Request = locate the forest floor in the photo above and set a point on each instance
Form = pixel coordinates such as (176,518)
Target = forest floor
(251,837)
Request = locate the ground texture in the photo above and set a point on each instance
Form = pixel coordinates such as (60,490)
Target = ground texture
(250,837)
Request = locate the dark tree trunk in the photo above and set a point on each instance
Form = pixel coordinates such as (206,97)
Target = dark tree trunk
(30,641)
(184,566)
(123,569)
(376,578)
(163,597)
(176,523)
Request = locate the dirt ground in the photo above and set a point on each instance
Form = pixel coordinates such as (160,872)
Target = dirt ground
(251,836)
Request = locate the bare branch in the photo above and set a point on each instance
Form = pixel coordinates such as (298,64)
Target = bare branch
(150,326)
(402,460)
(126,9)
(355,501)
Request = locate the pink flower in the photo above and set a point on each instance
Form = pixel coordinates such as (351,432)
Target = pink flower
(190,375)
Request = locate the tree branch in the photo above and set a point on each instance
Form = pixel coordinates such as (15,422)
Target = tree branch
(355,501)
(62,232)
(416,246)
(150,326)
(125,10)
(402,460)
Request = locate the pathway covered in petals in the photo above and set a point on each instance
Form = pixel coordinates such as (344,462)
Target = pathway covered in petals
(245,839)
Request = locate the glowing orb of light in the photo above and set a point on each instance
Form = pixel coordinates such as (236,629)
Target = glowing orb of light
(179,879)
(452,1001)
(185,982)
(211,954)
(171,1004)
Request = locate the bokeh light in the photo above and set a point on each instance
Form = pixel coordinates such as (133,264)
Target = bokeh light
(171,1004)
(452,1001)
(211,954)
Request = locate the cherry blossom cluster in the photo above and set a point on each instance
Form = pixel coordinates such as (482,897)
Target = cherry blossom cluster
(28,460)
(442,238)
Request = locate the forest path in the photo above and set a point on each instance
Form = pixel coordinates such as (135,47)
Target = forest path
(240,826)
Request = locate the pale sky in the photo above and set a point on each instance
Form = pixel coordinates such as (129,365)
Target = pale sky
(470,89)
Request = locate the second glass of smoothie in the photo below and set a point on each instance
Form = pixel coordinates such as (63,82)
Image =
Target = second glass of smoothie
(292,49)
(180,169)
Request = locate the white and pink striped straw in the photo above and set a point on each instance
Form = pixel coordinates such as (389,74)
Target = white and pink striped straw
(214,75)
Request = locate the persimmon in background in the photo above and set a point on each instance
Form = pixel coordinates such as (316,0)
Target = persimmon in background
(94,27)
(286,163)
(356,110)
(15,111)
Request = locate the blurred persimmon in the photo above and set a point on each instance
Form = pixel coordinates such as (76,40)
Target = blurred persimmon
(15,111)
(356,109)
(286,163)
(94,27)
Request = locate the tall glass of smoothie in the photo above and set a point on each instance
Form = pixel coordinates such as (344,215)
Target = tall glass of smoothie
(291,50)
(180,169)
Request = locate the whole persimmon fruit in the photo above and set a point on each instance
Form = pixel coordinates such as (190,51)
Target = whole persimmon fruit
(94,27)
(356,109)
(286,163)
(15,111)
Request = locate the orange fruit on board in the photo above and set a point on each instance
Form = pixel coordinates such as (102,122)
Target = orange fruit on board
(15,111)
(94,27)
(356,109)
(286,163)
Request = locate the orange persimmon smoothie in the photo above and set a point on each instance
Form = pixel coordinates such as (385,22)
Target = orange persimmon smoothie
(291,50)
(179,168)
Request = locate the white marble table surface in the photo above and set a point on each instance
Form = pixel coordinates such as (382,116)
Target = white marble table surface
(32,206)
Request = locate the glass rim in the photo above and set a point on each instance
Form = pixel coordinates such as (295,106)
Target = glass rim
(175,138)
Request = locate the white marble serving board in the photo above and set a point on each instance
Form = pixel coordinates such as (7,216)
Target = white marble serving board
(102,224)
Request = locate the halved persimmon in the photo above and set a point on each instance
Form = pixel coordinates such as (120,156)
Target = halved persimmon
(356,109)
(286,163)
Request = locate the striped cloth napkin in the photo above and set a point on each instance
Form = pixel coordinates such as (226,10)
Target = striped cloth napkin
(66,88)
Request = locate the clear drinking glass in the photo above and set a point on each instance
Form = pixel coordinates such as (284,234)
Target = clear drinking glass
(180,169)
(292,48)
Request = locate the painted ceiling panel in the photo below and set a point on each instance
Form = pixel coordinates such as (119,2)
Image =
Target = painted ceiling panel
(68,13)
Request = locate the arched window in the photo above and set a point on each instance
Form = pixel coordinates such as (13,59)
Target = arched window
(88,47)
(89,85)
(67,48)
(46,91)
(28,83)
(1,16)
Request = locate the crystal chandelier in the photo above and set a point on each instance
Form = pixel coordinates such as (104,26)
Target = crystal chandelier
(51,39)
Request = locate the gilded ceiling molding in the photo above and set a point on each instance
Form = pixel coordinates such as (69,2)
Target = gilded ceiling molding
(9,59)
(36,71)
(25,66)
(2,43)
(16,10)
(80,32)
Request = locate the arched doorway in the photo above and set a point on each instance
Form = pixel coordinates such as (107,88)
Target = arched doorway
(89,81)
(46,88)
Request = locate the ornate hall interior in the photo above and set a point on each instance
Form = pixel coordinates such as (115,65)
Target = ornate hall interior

━━━━━━

### AIM OF THE TASK
Once more, set down the full listing, verbatim.

### RESPONSE BELOW
Request = locate the forest floor in the photo above and set a point on each instance
Form = pixel coordinates such as (176,518)
Target = forest floor
(251,837)
Request = locate the ground texture in the photo above and set a point on each instance
Form = pixel coordinates such as (60,490)
Target = ground texture
(250,837)
Request = locate the dark tree trunk in the photo above and set a point on each instance
Form = pixel coordinates such as (206,97)
Target = dark tree trunk
(30,641)
(184,566)
(123,569)
(376,578)
(163,597)
(176,523)
Request = locate the dirt ground in the photo above and set a point on each instance
Form = pixel coordinates such as (160,872)
Target = dirt ground
(251,836)
Request = locate the bare branch in the photo above and set a point on each instance
Form = pixel coordinates such as (298,64)
Target = bare branch
(150,326)
(402,460)
(126,9)
(355,501)
Request = locate the pink flower in the photo above and set a point on each instance
Form = pixel coordinates such as (351,432)
Target = pink flower
(190,375)
Request = locate the tree branch in the photo above and set a point on each instance
Form = pixel coordinates such as (15,422)
Target = tree branch
(355,501)
(62,232)
(416,246)
(150,326)
(125,10)
(402,460)
Request = locate the pathway covered in petals in the photo above and set a point on each instance
Form = pixel coordinates such as (344,462)
Target = pathway covered in petals
(245,839)
Request = locate the glowing orb of light in the photo above and set a point on each instance
Form = pixel coordinates such as (236,629)
Target = glowing orb of light
(179,879)
(452,1001)
(185,982)
(211,954)
(171,1004)
Request = locate the bokeh light in the photo above and set a point on each instance
Form = pixel coordinates such as (133,264)
Target = bokeh light
(171,1004)
(452,1001)
(211,954)
Request = locate the cherry blossom cluster in the photo above and set a point on each instance
Form = pixel coordinates such as (482,897)
Target = cherry blossom cluster
(28,460)
(442,238)
Request = locate the forest path in the photo above and set a point on each instance
Form = pixel coordinates such as (135,47)
Target = forest path
(240,826)
Request = locate the pale sky in the photo above and set a point on each instance
Form = pixel coordinates such as (129,365)
Target = pale sky
(470,89)
Request = locate the second glass of smoothie in the photo below and set a point on each instance
Form = pixel coordinates such as (63,82)
Image =
Target = second glass of smoothie
(292,49)
(180,169)
Request = locate the white and pink striped straw in the photo above and set a point on each instance
Form = pixel coordinates such as (389,74)
Target = white and pink striped straw
(214,75)
Request = locate the persimmon in background in the photo above and set a point on each instance
Form = pixel coordinates such as (316,0)
Target = persimmon in background
(94,27)
(286,163)
(356,110)
(15,111)
Request = locate the blurred persimmon in the photo above and set a point on each instance
Form = pixel coordinates such as (76,40)
Target = blurred persimmon
(15,111)
(356,109)
(286,163)
(94,27)
Request = locate the tall glass of smoothie in the photo above and set a point on each instance
Form = pixel coordinates such as (344,215)
Target = tall glass of smoothie
(291,50)
(180,169)
Request = locate the whole persimmon fruit in the photo above and set a point on each instance
Form = pixel coordinates such as (190,51)
Target = whole persimmon fruit
(94,27)
(356,109)
(286,163)
(15,111)
Request = locate the orange fruit on board in the photo above and set a point on each instance
Form = pixel coordinates such as (102,122)
Target = orange fruit on board
(15,111)
(94,27)
(356,109)
(286,163)
Request = locate the orange persimmon smoothie in the photo above and set a point on each instance
Form = pixel coordinates such as (385,22)
Target = orange persimmon smoothie
(291,50)
(179,168)
Request = locate the white marble table surface in the photo above and set a point on each instance
Form = pixel coordinates such as (382,116)
Target = white marble table surface
(32,206)
Request = locate the glass rim in the photo above and set a point on each instance
Form = pixel coordinates such as (295,106)
Target = glass rim
(175,138)
Request = locate the white marble serving board in the photo above and set a point on each instance
Form = pixel coordinates such as (7,216)
Target = white marble serving board
(102,224)
Request = locate the halved persimmon in the photo above and set a point on each instance
Form = pixel coordinates such as (120,156)
Target = halved persimmon
(356,109)
(286,163)
Request = locate the striped cloth napkin in the photo above and set a point on each instance
Form = pixel coordinates such as (226,10)
Target = striped cloth napkin
(66,88)
Request = locate the clear drinking glass in the photo above and set a point on each instance
Form = pixel coordinates such as (284,234)
Target = clear drinking glass
(180,169)
(292,48)
Request = locate the painted ceiling panel in the photo below and set a point on each instance
Form = pixel coordinates such as (119,2)
Image =
Target = painted ceiling panel
(68,13)
Request = locate the arched window in the photo above and set a point on each instance
Form = pixel coordinates such as (13,59)
Target = arched window
(88,47)
(89,85)
(67,48)
(46,91)
(28,83)
(1,16)
Request = locate the crystal chandelier in the photo above and set a point on each instance
Form = pixel coordinates such as (104,26)
Target = crystal chandelier
(51,39)
Request = locate the gilded ceiling molding in the photo above and set a point on each instance
Form = pixel coordinates such as (69,2)
Target = gilded ceiling molding
(9,59)
(36,71)
(25,66)
(2,43)
(16,10)
(80,32)
Request = locate the arched doorway in the photo above and set a point on each instance
Form = pixel coordinates such as (107,88)
Target = arched doorway
(89,81)
(46,88)
Request = locate the ornate hall interior in the photo above and set a point on each instance
Form = pixel coordinates such as (115,65)
Target = ornate hall interior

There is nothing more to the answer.